_Exercise passage_.
++++++++++++++++++++
How can you respect a trans friend if you disagree? If you don’t believe a lifelong friend has a new gender, how can you respect your friend and retain your integrity?
When someone transitions or tells you about their gender, here’s something important to remember: it isn’t about you.
If a friend tells you they have pain in their back, whether you believe that they have pain in their back is irrelevant. You can’t prove they don’t, any more than they can prove that they do – this is an individual experience, and you aren’t able to feel the things that they feel.
I can hear the argument: but the friend can have an MRI which shows a bulging disc or degeneration of bones in their back, which shows the source of the back pain. Yes. Sometimes medicine can find sources for the things we feel. But not always. Sometimes back pain just can’t be explained with x-rays, ct scans and MRIs. And so it is with gender incongruence and dysphoria. Medicine hasn’t yet (and may never) found a root cause for gender incongruence, yet all the major reputable medical, psychological and psychiatric professional associations agree that being transgender is a real thing and it’s not a mental illness.
Getting back to your question: how can you respect your friend? Even if you have a difficult time believing that your friend is a gender different than what you have known their gender to be, try believing that your friend is experiencing what they are telling you that they are experiencing, and that the appropriate treatment for the way that they are feeling is for them to live in the gender that they experience.
++++++++++++++++++++
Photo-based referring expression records
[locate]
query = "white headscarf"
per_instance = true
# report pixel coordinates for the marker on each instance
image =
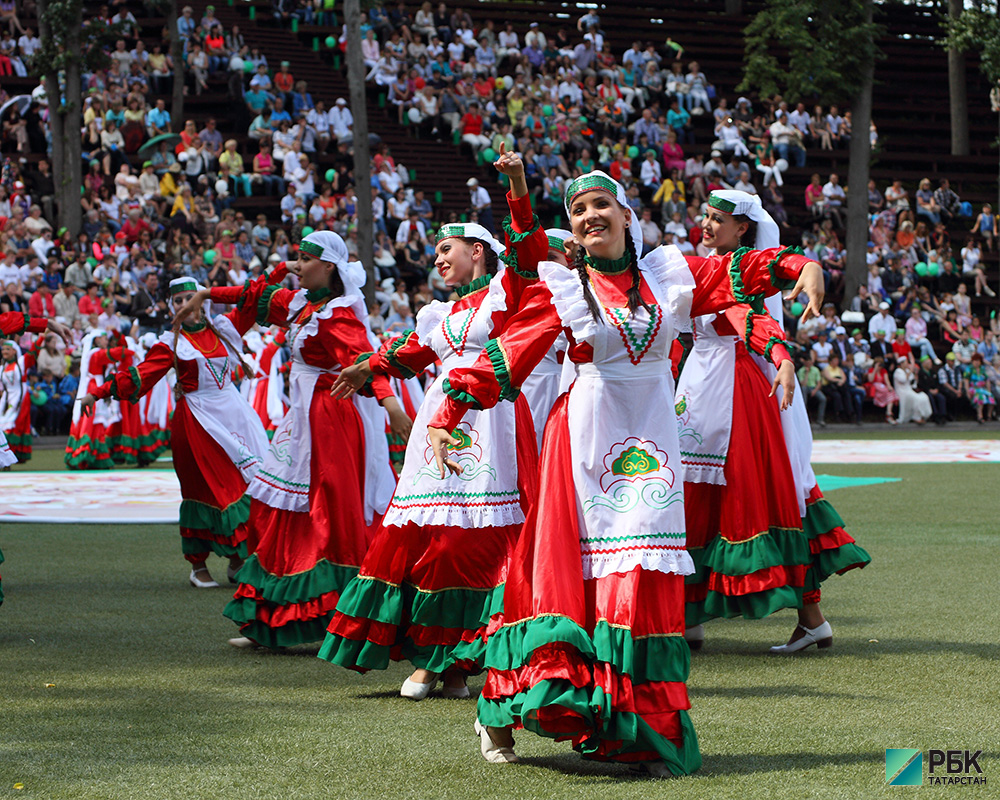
(604, 182)
(731, 201)
(328, 246)
(471, 230)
++++++++++++++++++++
_List of tasks_.
#1 List every kind of medical imaging that the passage on respecting a trans friend names.
#2 Proceed with the passage on respecting a trans friend, starting after its final sentence.
These records have no connection to the passage on respecting a trans friend.

_Answers to the tasks_.
#1 MRIs, x-rays, CT scans

#2
As far as your integrity goes, remember that what is in question isn’t your integrity in what you believe, but your integrity in being a true friend. Your friend has made themselves vulnerable by sharing this information with you; are you going to be a true friend and love and support them as they make their way through this challenging time? Or are you going to compromise your integrity as a friend out of some misplaced sense of needing to always be right? Because if you think that you are right about your friend’s gender, you really aren’t — your friend is the only person who is capable of determining what their gender is.
You can be a good friend, respect them, and maintain your integrity, all at the same time. Just remember that your friend’s gender identity is not about you.
People think gender is between the legs and not between the ears. We are assigned a gender at birth on what genitalia we have and that is wrong.